I have a similar scriptlet that I use to open YouTube URLs in mpv, using just and wl-clipboard... I just copy the URL and press my G1 key (it has a keybind of just yt-paste attached) which launches the yt-paste snippet below, reads the url from the clipboard, parses it and passes it to mpv.
# Parse the clipboard for YouTube URLs and open them in mpv
yt-paste:
#!/usr/bin/env bash
YOUTUBE_URL_REGEX="^https:\/\/(www\.youtube\.com\/watch\?v=|youtu\.be\/)[a-zA-Z0-9_-]{11}"
YOUTUBE_PLAYLIST_URL_REGEX="^https:\/\/(www\.youtube\.com\/playlist\?list=)[a-zA-Z0-9_-]+"
YOUTUBE_SHORTS_URL_REGEX="^https:\/\/(www\.youtube\.com\/shorts\/)[a-zA-Z0-9_-]{11}"
# Youtube URL
if [[ "$(wl-paste)" =~ $YOUTUBE_URL_REGEX ]]; then
echo "Opening valid YouTube URL" >&2
notify-send --app-name="YT-Paste" --icon=mpv --transient "Opening YouTube URL"
mpv "$(wl-paste)"

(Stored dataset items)
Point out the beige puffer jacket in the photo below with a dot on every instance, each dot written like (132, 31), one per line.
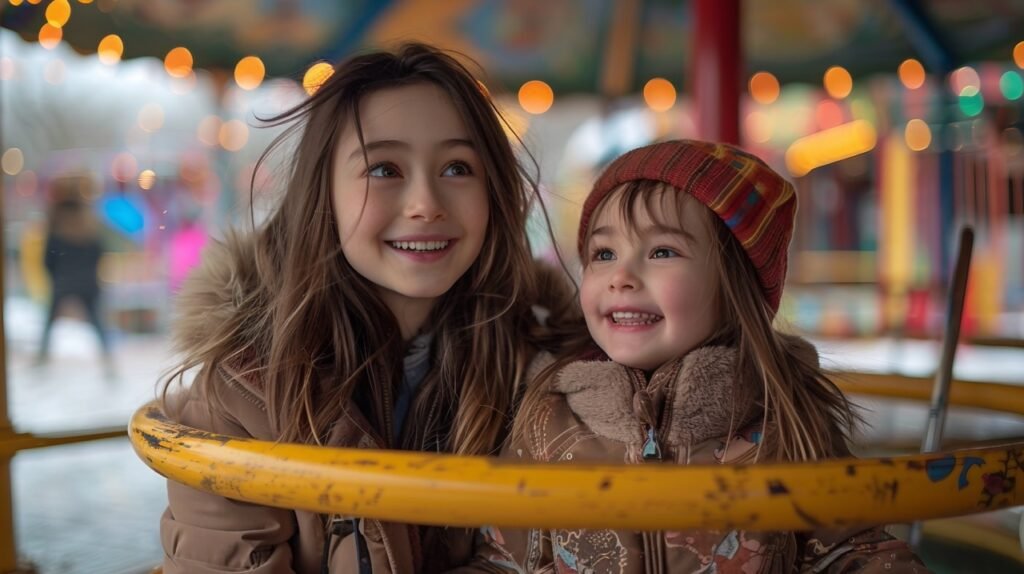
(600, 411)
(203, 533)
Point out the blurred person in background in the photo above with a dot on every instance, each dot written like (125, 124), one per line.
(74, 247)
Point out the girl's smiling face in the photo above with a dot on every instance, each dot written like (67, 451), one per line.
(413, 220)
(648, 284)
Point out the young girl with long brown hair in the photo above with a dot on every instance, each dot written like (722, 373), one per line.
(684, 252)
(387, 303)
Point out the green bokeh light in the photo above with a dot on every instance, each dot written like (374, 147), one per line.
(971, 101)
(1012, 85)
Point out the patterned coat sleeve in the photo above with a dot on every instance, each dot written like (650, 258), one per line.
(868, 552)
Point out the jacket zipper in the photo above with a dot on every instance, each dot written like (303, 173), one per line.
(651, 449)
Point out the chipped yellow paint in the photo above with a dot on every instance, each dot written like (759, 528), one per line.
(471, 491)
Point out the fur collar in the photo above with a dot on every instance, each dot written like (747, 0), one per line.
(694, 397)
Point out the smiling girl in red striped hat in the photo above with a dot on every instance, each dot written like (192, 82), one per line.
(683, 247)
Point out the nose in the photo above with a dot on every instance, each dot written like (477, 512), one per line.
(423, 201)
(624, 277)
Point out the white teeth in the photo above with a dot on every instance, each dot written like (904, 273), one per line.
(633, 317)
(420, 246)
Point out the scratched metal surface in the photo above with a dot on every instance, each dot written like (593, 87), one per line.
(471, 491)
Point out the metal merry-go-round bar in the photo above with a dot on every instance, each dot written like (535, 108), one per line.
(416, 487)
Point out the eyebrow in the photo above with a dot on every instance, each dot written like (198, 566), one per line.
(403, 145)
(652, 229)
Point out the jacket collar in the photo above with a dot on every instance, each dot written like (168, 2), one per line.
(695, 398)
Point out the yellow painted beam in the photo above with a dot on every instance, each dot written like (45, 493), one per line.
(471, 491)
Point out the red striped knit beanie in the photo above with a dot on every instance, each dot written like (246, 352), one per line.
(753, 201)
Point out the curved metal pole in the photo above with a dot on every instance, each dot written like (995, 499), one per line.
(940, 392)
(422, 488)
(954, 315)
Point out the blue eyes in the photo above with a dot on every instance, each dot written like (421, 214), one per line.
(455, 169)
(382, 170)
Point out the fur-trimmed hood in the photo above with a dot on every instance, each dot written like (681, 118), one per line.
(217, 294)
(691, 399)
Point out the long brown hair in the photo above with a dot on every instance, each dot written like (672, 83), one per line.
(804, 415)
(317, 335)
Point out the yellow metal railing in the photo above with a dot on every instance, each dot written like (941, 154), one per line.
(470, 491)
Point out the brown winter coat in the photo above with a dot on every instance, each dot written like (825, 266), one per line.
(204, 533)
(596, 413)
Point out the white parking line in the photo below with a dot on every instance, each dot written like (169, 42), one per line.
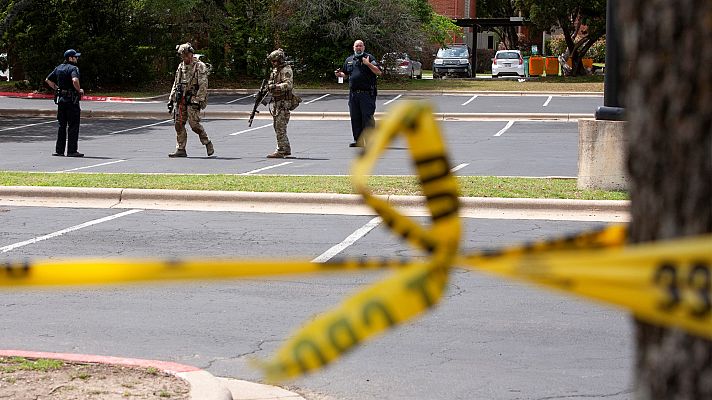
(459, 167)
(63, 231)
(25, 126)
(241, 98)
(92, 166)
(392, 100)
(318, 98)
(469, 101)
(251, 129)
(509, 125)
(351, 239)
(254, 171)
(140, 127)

* **Task list**:
(A) Repeat, word for word, the part of the YouTube-to-mpv post that opens with the words containing "I have a similar" and closes with "passes it to mpv.".
(B) In the YouTube-to-mpv post, which key is pressed to launch the yt-paste snippet?

* **In response**:
(A)
I have a similar scriptlet that I use to open YouTube URLs in mpv, using just and wl-clipboard... I just copy the URL and press my G1 key (it has a keybind of just yt-paste attached) which launches the yt-paste snippet below, reads the url from the clipboard, parses it and passes it to mpv.

(B) The G1 key.